SELECTED EXTRACT:
"""
Writerly Sound Bites, Number 7: Character Progression – How Broken Mentors and Mentors Who Aren’t Broken Deal with the Loss of What They Held Dear

Luke Skywalker - Wikipedia

Last week we established that a broken character can and often does maintain the traits he spent years developing even when he chooses to act contrary to his nature. When a man like Bowen from Dragonheart* becomes a dragonslayer, for example, he is doing so in an effort to atone for an error he made, to make up for his failure. The fact that he will not acknowledge which failure led him to this pass is the problem he is struggling with; the “earth-shattering event” that led him to become a killer is akin to a distraction – something to make the audience think they know what the problem is. Thus, when Bowen has his revelation, the audience shares in it.

But how does this relate to the changes made to the characters listed here? Specifically, how does Luke Skywalker’s transformation into Jake Skywalker (that’s Mark Hamill’s name for him, not mine) in The Last Jedi violate his archetype and the character we spent three movies and many, many books getting to know? We have all seen broken mentors come back to train the next generation after some convincing. Even Obi-Wan “Ben” Kenobi did that.

Yes…and no. There are several problems with Luke Skywalker’s transformation into Jake: first, he hasn’t actually lost everything. Second, his archetype is directly counter to the one Bowen encapsulates in Dragonheart. Bowen admits that he was naïve in the extreme when he trained Einon. That he saw what he wanted to see, not what was actually there to be seen if he had taken an honest look at his young charge rather than let his dreams obscure his vision.

Luke Skywalker is not naïve in the strict sense of the word. He is not guileless nor artless despite lacking experience. He is the one, after all, who comes up with the spur-of-the-moment plan to rescue Leia from the Death Star despite Obi-Wan specifically telling him to stay put. When he does this, he countermands and out thinks the more experienced Han Solo, a jaded, cynical smuggler who has seen far more of the galaxy than Luke.

Yet it is Skywalker who talks the experienced criminal and con artist into going on a rescue mission by playing on his avarice. Han could have blown him off any time, put his foot down, and absolutely refused to move. Chewie, due to his life debt, would have stuck by Han’s decision no matter how much he agreed with Luke. Instead, due to the farm boy’s sweet-talking, Han goes to the detention center to break out a rebel princess – one who gives him as much grief as he gives most other people. It makes watching sparks fly between them from there on out all the more entertaining.

Yarn | I hope the old man got the tractor beam down ...

Moreover, while Luke’s impromptu rescue operation may be faulty and plagued by difficulties, it is a good plan. One conjured up by an imaginative farm boy with the guts to follow through on his ideals with action. That is not naïveté; that is an idealism that has been so ingrained in someone’s soul that, on being told it’s not possible, he immediately finds a way to make it possible.

Idealism is often confused with – and can be a form of – naïveté. But one of its definitions (per wordnik) is: “One who pursues or dwells upon the ideal; a seeker after the highest beauty or good.” Luke is not naïve like Bowen, thinking that he can change someone else to change the world. Rather, he finds a way to change the world himself; he is an active rather than a passive idealist. This allows him to draw out the best in others by pursuing the best in himself first, despite the harshness of the galaxy.
"""
DATASET RECORDS:
"""
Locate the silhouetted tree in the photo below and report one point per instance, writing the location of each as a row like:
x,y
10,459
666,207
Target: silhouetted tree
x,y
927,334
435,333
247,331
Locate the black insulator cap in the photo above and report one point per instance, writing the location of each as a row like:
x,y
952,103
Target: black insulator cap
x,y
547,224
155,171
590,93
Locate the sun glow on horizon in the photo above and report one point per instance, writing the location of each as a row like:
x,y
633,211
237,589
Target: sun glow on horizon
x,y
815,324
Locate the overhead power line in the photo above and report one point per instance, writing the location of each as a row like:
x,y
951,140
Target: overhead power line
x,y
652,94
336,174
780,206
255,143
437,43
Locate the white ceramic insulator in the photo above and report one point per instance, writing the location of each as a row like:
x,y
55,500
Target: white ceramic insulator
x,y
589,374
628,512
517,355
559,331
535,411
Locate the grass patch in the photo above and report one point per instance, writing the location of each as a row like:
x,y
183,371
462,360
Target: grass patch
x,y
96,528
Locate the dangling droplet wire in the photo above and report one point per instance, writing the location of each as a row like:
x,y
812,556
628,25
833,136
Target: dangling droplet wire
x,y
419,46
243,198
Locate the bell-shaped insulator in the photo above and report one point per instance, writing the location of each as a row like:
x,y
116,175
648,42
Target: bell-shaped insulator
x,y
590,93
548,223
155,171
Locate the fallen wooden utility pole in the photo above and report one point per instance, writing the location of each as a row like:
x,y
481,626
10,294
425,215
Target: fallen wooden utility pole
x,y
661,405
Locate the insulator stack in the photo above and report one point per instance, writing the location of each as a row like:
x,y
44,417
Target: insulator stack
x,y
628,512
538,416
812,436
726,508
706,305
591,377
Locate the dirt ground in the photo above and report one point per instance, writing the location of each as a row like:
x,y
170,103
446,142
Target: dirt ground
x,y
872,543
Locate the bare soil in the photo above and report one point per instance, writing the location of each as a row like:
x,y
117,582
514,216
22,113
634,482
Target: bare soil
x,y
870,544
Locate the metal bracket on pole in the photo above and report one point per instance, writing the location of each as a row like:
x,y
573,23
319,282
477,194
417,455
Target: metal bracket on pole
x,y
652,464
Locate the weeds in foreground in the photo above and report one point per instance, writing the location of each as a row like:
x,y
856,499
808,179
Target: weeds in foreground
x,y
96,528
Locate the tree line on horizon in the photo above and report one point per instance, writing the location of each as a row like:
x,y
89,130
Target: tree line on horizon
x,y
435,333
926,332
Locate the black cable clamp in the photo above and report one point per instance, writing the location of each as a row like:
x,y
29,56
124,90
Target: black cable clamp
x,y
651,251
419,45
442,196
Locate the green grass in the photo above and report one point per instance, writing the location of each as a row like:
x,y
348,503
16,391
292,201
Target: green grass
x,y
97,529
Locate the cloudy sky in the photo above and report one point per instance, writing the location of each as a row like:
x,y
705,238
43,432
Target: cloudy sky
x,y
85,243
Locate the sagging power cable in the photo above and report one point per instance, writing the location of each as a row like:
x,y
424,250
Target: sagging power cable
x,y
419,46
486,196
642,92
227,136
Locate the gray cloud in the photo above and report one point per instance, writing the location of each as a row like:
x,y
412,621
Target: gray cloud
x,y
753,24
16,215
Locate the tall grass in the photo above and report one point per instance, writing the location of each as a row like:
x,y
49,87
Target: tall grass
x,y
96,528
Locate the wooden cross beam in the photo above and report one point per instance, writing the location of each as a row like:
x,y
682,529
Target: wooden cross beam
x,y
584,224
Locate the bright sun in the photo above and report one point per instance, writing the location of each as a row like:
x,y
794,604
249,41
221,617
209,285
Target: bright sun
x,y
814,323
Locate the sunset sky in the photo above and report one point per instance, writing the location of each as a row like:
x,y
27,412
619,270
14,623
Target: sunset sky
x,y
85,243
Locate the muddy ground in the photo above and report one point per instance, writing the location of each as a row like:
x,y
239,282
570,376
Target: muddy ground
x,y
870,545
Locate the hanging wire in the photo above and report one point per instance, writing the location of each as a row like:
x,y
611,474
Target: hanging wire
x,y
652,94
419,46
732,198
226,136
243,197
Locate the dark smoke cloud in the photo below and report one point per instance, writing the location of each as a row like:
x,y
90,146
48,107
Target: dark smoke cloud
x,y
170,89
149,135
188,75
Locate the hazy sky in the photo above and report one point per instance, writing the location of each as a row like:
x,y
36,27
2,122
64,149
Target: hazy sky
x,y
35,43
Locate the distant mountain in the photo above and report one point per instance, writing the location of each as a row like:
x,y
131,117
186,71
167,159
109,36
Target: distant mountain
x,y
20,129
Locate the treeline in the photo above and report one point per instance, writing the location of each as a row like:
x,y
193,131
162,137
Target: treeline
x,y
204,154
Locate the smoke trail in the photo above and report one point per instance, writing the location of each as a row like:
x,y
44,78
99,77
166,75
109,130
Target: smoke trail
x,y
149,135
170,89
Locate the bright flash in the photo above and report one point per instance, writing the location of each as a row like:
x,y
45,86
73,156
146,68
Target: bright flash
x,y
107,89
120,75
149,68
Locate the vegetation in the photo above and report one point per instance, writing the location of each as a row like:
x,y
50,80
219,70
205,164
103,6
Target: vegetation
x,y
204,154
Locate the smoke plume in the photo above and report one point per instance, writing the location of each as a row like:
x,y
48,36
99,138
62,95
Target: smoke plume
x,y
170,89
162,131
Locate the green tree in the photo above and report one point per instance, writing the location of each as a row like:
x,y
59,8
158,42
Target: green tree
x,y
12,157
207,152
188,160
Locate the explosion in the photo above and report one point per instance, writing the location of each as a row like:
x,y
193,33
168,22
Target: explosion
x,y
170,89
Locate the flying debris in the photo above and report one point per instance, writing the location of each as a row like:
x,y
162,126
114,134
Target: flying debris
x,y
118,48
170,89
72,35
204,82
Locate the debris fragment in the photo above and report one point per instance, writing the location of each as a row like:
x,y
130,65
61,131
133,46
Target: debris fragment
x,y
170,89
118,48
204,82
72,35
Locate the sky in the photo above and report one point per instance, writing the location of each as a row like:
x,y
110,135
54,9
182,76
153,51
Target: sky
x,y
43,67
"""
TASK DIRECTIONS: Summarize the essay on Luke Skywalker as a mentor in two sentences. The material placed after the essay has no role in this work.

OUTPUT BELOW: The essay argues that Luke Skywalker's transformation in The Last Jedi is a problem because he hasn't actually lost everything and because his archetype runs counter to that of Bowen from Dragonheart, who admits he was naïve in training Einon. Luke, it holds, is an active idealist rather than a naïve one, as shown when he devises the plan to rescue Leia from the Death Star and talks Han Solo into joining by playing on his avarice.